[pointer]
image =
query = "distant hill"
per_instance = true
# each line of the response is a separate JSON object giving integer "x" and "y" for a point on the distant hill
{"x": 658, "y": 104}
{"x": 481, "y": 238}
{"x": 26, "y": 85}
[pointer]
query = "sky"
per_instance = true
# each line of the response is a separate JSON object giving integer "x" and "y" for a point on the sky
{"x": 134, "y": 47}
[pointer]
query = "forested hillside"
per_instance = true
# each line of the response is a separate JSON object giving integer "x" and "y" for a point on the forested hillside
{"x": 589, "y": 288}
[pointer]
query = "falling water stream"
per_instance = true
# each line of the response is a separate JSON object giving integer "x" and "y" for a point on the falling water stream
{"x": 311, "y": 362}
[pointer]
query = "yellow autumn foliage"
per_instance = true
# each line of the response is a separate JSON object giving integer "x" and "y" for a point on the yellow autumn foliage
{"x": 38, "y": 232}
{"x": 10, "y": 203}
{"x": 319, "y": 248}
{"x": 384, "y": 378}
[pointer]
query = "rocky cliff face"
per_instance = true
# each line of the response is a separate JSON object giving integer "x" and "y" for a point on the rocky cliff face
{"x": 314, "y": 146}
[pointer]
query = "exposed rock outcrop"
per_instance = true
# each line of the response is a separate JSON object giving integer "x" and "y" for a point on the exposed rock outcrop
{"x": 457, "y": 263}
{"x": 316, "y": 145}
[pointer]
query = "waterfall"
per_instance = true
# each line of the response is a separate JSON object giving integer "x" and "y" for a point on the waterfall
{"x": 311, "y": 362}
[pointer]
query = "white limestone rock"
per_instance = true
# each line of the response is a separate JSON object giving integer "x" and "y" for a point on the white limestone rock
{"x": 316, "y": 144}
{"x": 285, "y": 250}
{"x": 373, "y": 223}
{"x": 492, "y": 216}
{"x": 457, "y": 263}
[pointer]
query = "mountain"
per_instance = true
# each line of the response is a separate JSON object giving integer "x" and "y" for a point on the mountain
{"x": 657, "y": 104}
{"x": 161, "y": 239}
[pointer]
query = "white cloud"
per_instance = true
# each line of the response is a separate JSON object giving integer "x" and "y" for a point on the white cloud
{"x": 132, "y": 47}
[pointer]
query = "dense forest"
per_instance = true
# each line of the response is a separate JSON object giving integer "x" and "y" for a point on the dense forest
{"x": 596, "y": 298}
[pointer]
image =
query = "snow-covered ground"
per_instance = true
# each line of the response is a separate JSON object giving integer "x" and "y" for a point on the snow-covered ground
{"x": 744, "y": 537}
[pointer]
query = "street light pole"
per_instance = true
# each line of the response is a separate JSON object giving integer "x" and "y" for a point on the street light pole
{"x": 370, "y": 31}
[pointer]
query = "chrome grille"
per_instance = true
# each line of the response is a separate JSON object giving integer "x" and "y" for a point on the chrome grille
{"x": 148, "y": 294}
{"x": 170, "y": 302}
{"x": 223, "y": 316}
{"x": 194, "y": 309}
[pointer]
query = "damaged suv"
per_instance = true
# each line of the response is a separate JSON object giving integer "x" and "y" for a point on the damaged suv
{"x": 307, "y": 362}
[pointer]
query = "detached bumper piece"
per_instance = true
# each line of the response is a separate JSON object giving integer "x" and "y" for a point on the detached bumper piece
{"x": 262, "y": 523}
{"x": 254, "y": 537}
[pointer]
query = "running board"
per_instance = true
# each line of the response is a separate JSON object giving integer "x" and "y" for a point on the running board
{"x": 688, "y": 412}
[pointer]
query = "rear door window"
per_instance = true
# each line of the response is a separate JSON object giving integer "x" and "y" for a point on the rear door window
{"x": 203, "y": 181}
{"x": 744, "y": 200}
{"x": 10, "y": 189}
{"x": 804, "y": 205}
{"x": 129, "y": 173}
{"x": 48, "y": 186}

• Task brief: Recreate the listing word for word, omitting nothing.

• Your solution:
[pointer]
image =
query = "distant hill"
per_instance = true
# each line of the response is a separate JSON object giving integer "x" and "y" for a point on the distant hill
{"x": 658, "y": 104}
{"x": 481, "y": 238}
{"x": 26, "y": 85}
[pointer]
query = "sky"
per_instance = true
# each line of the response is a separate JSON object giving integer "x" and "y" for a point on the sky
{"x": 134, "y": 47}
[pointer]
query = "forested hillside"
per_instance = true
# each line of the response is a separate JSON object giving integer "x" and "y" for a point on the forested hillside
{"x": 589, "y": 288}
[pointer]
query = "falling water stream"
per_instance = true
# each line of the response is a separate JSON object giving integer "x" and "y" for a point on the falling water stream
{"x": 311, "y": 362}
[pointer]
query = "yellow autumn foliage"
per_instance = true
# each line of the response is a separate JSON object giving integer "x" and "y" for a point on the yellow autumn foliage
{"x": 38, "y": 232}
{"x": 10, "y": 203}
{"x": 319, "y": 248}
{"x": 384, "y": 378}
[pointer]
query = "rocky cliff face"
per_instance = true
# each line of the response is a separate JSON object giving integer "x" and "y" for a point on the rocky cliff face
{"x": 314, "y": 146}
[pointer]
query = "exposed rock outcrop"
per_instance = true
# each line of the response is a separate JSON object giving integer "x" and "y" for a point on the exposed rock outcrop
{"x": 457, "y": 263}
{"x": 316, "y": 145}
[pointer]
query = "waterfall"
per_instance = true
# each line of the response is a separate JSON object giving integer "x" and "y" for a point on the waterfall
{"x": 311, "y": 362}
[pointer]
query = "white limestone rock"
per_instance = true
# each line of the response is a separate JSON object giving integer "x" and "y" for a point on the white limestone rock
{"x": 316, "y": 144}
{"x": 285, "y": 250}
{"x": 373, "y": 223}
{"x": 492, "y": 216}
{"x": 457, "y": 263}
[pointer]
query = "mountain"
per_instance = true
# each line of the response is a separate JSON object giving integer "x" and "y" for a point on the mountain
{"x": 657, "y": 104}
{"x": 161, "y": 239}
[pointer]
query = "white cloud"
per_instance = true
# each line of the response is a separate JSON object giving integer "x" and "y" for a point on the white cloud
{"x": 132, "y": 47}
[pointer]
query = "dense forest"
per_instance = true
# each line of the response is a separate JSON object giving integer "x" and "y" for a point on the dense forest
{"x": 596, "y": 298}
[pointer]
image =
query = "snow-covered ground"
per_instance = true
# each line of the response is a separate JSON object giving integer "x" and "y" for a point on the snow-covered ground
{"x": 744, "y": 537}
[pointer]
query = "street light pole"
per_instance = true
# each line of the response is a separate JSON object giving integer "x" and "y" for a point on the street light pole
{"x": 370, "y": 31}
[pointer]
query = "chrome grille"
per_instance = true
# each line of the response is a separate JSON object giving integer "x" and "y" for a point on the chrome grille
{"x": 148, "y": 294}
{"x": 170, "y": 302}
{"x": 223, "y": 316}
{"x": 194, "y": 309}
[pointer]
query = "damaged suv"
per_instance = true
# each line of the response is a separate JSON object giving integer "x" and "y" for a point on the damaged suv
{"x": 307, "y": 362}
[pointer]
query = "detached bumper piece"
per_instance = true
# each line of the response is a separate JSON object giving integer "x" and "y" for a point on the detached bumper piece
{"x": 262, "y": 523}
{"x": 254, "y": 537}
[pointer]
query = "running board"
per_instance = true
# each line of the response is a separate JSON object giving integer "x" and "y" for a point on the running board
{"x": 688, "y": 412}
[pointer]
query = "rear door window"
per_instance = true
# each line of the response is a separate JSON object giving integer "x" and "y" for a point on the rear door window
{"x": 203, "y": 181}
{"x": 744, "y": 200}
{"x": 10, "y": 189}
{"x": 804, "y": 205}
{"x": 129, "y": 173}
{"x": 48, "y": 186}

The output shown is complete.